QUOTED PASSAGE:
-=-=-=-=-
Picture of Mike Ichiriu
by Mike Ichiriu

Have you been hearing a persistent buzzing sound recently? If you're in IT or security, it might not be your ears - it may be just the din of security vendors urging enterprises to kick old, insecure VPNs to the curb and replace them with Zero Trust Network Access (ZTNA).

Zero Trust is currently one of the hottest topics in cybersecurity. Fueled by near-daily reports of major ransomware attacks and fanned by an Executive Order from the White House, Zero Trust marketing has reached a fever pitch in 2021. ZTNA has been anointed as the new, secure version of VPN, but if you think what the major vendors have introduced so far is lacking, you're not wrong.

Let's call the initial vendor implementations of ZTNA "Secure Access 1.0." Secure Access 1.0 includes many popular solutions, such as software defined perimeters (SDP). A hallmark of a Secure Access 1.0 implementation is a secure access client, connecting to a ZTNA gateway deployed at the enterprise edge – sometimes integrated with the firewall. The gateway opens for authenticated users, allowing the user to access the application behind the gateway. It’s simple to understand, yet this model delivers only partial Zero Trust.

To see why, we can use the hotel model of enterprise security.  You wouldn't stay in a hotel without locks on the guestroom doors, would you?



The Hotel Model of Enterprise Security

Think of your enterprise as a busy hotel: guestrooms (servers and applications) are divided among different floors (subnets and VLANs). The lobby (corporate DMZ) is a common area through which guests (packets) are constantly coming and going. Arriving guests are greeted by the front desk and hotel security personnel (the corporate firewall), and are given access to their rooms after checking in.

A VPN is fundamentally a secure transport service, not a secure access control service – in our analogy, the VPN is like a hotel shuttle that brings guests to the front door, and that’s it. Once the VPN connects the network, it doesn’t control what jobs or tools on a user client machine can or cannot access which applications behind the enterprise firewall, and that's the problem - practically anybody could hop on the shuttle to our hotel, leaving the job of weeding out unsavory characters to the overworked front desk check-in.

Secure Access 1.0 solutions typically replace the standard VPN with enhanced authentication before access is established. Authenticated traffic is allowed, and some security filtering is performed at the gateway. Essentially, a Secure Access 1.0 solution verifies who the guests are before they even get on the shuttle, with a few security checks at the front desk.
-=-=-=-=-
Dataset rows:
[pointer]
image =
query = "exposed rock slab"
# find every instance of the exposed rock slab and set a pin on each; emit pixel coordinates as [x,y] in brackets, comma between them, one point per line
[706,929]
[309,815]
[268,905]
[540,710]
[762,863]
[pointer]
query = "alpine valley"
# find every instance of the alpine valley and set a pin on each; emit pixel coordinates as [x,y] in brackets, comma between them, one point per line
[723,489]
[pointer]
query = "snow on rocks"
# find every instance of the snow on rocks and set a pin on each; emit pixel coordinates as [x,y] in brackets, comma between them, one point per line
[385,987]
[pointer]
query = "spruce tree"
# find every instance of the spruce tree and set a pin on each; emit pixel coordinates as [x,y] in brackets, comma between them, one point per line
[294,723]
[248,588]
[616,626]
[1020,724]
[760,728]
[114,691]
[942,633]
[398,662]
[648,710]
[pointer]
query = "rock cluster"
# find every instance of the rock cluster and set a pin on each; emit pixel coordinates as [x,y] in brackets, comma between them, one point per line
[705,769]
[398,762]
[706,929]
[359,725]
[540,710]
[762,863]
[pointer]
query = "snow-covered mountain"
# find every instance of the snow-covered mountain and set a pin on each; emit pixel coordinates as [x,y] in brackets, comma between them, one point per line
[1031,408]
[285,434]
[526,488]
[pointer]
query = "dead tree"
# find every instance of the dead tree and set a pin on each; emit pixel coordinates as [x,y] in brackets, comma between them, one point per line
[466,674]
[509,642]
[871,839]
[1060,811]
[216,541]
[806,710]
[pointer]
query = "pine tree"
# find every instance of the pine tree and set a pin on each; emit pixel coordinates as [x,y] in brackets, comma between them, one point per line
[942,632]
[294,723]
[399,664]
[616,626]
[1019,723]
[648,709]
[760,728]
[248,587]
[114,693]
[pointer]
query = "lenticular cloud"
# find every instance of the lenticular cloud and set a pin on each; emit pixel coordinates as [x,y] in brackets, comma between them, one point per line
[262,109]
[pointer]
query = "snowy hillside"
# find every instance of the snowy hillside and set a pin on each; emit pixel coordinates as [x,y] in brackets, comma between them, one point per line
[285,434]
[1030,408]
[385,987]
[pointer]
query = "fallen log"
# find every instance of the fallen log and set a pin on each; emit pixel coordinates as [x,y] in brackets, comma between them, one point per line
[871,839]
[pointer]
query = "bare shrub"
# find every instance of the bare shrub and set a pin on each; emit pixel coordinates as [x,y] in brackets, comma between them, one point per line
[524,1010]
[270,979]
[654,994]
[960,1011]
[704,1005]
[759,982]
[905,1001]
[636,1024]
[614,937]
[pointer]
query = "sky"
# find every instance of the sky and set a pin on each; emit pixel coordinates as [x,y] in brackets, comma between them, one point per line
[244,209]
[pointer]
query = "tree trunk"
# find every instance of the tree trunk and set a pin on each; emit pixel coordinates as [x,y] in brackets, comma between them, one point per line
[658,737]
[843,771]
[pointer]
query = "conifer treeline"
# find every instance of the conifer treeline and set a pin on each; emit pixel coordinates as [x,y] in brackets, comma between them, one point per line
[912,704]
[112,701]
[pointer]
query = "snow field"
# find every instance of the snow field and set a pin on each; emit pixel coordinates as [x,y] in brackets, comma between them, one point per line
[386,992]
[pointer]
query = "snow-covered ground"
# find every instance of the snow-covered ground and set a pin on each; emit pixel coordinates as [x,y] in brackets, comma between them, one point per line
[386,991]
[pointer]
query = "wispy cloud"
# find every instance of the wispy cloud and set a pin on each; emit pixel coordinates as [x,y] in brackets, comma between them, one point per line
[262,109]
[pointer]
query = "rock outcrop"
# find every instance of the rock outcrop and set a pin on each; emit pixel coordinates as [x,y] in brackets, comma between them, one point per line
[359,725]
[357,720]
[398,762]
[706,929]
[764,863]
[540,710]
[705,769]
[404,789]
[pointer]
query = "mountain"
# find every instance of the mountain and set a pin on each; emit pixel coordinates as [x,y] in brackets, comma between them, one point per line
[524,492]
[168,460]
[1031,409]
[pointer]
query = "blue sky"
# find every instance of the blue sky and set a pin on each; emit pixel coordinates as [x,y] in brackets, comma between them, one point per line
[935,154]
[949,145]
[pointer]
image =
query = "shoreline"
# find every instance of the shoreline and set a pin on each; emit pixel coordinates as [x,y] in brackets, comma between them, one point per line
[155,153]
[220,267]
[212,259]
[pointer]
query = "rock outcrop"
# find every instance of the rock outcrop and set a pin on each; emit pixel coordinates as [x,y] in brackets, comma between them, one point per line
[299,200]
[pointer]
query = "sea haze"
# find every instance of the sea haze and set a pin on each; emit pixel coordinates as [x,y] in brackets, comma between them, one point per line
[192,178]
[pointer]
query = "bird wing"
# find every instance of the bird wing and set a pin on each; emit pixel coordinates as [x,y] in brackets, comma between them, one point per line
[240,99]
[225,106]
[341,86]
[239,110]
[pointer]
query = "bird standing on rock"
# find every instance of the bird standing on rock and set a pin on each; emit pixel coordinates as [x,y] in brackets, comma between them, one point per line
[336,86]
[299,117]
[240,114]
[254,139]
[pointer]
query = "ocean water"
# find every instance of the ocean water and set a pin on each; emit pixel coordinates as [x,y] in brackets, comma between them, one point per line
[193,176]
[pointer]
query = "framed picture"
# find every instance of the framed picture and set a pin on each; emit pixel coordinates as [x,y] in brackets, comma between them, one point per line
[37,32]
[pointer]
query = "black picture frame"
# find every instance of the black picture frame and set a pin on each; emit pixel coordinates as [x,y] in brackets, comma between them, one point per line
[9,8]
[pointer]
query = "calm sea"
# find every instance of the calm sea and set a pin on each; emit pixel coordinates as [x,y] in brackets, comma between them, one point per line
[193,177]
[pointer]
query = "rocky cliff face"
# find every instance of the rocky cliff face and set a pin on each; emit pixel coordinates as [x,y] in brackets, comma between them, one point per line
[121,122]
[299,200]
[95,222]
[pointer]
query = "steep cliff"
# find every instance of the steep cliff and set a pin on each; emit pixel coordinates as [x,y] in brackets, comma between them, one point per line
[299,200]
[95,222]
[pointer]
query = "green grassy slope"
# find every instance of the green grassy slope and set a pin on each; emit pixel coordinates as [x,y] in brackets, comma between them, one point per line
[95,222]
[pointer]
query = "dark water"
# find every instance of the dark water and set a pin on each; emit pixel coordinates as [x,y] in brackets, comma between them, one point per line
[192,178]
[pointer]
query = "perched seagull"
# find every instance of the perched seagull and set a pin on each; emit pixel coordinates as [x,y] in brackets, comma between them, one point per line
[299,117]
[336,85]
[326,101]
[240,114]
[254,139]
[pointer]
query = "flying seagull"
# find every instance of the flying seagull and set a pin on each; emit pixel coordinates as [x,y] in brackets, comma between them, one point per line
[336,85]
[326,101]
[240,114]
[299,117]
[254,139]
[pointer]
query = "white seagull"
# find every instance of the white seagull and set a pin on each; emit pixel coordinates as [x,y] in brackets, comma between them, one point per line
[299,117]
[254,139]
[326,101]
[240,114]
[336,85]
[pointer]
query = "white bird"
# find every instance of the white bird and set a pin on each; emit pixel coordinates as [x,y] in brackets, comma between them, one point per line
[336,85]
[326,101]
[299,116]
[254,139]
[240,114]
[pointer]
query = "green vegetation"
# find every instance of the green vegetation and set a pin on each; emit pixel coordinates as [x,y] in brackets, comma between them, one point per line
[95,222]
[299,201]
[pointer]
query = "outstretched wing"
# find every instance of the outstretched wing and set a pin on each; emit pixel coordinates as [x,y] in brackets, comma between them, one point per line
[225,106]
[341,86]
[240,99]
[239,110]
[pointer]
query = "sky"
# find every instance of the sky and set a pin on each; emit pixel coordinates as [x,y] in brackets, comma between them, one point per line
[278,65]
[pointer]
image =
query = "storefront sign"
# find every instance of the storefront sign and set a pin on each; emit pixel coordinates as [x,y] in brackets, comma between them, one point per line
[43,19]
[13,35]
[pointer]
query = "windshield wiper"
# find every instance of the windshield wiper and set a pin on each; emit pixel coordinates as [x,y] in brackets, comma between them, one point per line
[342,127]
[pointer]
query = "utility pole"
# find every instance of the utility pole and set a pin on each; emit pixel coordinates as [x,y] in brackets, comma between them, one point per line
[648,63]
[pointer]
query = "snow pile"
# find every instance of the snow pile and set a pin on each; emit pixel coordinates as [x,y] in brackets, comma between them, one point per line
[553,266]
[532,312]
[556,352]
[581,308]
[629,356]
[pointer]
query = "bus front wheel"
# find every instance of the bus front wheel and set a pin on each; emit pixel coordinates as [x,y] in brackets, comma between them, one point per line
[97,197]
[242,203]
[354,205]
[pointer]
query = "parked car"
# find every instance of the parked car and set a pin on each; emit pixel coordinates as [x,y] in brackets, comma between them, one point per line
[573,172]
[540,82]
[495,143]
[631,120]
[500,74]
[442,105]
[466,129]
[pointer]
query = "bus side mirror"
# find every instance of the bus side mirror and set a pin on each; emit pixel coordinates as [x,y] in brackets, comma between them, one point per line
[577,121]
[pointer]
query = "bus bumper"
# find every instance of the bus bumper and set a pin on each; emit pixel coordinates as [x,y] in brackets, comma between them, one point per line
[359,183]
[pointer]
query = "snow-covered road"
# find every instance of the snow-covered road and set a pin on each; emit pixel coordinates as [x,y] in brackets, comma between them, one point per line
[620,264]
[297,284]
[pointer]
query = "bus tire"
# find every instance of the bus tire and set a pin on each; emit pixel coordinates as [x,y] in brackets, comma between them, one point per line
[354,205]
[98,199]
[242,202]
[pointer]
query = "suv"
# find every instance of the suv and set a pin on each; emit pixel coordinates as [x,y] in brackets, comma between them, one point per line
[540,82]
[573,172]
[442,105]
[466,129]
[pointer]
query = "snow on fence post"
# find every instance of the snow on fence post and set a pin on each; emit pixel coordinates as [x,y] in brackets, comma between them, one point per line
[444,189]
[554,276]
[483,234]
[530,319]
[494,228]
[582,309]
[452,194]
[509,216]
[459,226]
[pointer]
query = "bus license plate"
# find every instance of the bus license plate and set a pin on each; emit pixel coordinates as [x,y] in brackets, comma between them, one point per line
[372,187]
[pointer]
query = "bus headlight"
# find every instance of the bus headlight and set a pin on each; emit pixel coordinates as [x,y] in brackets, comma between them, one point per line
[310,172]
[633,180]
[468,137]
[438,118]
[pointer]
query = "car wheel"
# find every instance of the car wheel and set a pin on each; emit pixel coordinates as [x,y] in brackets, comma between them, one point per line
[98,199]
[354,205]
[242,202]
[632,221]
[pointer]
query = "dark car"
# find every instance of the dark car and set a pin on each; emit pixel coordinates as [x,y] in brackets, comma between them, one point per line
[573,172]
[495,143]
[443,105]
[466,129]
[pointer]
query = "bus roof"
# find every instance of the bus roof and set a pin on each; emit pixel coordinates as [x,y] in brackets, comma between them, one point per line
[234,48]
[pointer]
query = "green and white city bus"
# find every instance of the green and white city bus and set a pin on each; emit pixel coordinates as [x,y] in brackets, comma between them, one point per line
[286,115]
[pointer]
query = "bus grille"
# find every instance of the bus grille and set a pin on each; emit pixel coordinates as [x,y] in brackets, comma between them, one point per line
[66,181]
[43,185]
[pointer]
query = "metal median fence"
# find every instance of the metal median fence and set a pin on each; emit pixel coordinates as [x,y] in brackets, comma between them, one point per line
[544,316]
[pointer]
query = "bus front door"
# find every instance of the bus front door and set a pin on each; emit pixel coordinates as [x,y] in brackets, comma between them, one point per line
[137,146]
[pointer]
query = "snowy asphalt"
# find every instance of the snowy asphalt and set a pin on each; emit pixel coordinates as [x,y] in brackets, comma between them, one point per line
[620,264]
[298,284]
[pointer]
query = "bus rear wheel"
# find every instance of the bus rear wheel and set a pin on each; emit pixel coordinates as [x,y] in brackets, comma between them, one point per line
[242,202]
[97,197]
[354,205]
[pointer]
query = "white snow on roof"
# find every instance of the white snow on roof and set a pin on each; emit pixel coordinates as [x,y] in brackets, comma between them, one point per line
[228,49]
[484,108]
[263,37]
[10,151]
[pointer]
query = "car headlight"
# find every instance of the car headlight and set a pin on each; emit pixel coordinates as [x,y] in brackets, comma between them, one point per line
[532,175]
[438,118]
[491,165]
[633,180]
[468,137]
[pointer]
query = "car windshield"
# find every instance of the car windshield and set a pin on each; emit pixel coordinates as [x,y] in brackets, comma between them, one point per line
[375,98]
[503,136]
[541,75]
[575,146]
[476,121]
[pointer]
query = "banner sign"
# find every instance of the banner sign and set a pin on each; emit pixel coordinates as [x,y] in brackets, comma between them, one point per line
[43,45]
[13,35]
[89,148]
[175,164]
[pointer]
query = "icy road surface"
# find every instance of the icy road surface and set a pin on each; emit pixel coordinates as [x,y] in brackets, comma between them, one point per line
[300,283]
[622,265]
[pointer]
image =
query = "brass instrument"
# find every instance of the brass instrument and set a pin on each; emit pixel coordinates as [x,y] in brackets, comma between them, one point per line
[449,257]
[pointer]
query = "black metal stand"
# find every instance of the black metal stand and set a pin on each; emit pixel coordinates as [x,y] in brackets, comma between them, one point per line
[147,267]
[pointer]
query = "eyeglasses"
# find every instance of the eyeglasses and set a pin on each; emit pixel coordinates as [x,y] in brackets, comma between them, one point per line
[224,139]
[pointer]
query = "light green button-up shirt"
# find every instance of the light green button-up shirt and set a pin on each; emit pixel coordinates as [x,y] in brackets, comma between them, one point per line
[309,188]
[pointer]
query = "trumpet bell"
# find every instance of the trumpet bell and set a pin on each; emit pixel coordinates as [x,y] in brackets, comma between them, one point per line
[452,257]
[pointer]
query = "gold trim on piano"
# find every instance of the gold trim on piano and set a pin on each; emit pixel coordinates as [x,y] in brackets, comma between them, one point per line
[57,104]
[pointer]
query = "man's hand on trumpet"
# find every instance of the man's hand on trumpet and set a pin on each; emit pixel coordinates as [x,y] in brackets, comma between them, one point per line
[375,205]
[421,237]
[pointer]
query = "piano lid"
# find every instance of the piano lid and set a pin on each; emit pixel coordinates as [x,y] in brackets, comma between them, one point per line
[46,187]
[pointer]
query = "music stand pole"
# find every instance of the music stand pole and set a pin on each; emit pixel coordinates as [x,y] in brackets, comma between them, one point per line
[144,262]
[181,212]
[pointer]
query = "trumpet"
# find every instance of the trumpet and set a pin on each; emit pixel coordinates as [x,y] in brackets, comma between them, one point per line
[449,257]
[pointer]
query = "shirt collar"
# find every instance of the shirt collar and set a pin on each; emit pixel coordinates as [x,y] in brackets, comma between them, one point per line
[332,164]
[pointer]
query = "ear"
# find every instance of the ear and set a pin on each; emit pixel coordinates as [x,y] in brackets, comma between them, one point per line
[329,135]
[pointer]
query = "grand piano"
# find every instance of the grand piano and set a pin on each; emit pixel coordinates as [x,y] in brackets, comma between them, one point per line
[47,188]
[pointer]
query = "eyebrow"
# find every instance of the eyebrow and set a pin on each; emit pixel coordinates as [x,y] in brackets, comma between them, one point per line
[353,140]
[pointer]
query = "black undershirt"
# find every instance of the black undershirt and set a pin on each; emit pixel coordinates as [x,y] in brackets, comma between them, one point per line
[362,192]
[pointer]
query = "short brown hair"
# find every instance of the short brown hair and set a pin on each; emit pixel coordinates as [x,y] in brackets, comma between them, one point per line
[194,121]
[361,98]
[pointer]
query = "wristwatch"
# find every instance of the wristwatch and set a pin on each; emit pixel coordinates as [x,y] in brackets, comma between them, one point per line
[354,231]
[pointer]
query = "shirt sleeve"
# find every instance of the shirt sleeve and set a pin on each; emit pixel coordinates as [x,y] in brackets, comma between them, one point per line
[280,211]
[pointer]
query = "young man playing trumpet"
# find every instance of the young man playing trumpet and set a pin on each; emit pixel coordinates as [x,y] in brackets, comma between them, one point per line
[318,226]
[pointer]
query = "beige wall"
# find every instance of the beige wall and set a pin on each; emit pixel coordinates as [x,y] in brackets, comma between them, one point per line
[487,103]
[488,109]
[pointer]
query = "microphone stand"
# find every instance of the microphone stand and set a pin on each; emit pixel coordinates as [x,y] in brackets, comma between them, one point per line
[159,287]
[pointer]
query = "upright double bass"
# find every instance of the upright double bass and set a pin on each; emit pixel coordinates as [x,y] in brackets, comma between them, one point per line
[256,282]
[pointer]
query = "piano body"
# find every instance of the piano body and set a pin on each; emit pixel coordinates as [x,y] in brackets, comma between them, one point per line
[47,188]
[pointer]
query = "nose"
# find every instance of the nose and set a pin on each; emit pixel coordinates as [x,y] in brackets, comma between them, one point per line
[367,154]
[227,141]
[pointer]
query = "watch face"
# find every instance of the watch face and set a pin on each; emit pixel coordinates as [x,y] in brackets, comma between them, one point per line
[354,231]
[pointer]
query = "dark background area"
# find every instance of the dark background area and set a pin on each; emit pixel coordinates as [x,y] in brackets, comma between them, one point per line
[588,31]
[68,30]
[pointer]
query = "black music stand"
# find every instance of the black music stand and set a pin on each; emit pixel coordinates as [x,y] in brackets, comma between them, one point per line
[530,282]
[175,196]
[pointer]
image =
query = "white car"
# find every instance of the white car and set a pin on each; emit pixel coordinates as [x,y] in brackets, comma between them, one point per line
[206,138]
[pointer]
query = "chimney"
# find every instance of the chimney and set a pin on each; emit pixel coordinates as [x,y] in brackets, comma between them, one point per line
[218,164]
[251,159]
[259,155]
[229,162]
-=-=-=-=-
WRITTEN REQUEST 1: In the Zero Trust article's hotel analogy, what is the hotel shuttle that brings guests to the front door?
WRITTEN REQUEST 2: List every line of the records that contains the string "black", matching case exactly.

WORKED ANSWER 1: A VPN.

WORKED ANSWER 2:
query = "black picture frame"
# find every instance of the black picture frame and set a pin on each; emit pixel coordinates as [x,y] in brackets, comma between them, one point per line
query = "black metal stand"
# find every instance of the black metal stand and set a pin on each; emit pixel coordinates as [x,y] in brackets, comma between them, one point per line
query = "black undershirt"
# find every instance of the black undershirt and set a pin on each; emit pixel coordinates as [x,y] in brackets, comma between them, one point per line
query = "black music stand"
# find every instance of the black music stand and set a pin on each; emit pixel coordinates as [x,y] in brackets, comma between them, one point per line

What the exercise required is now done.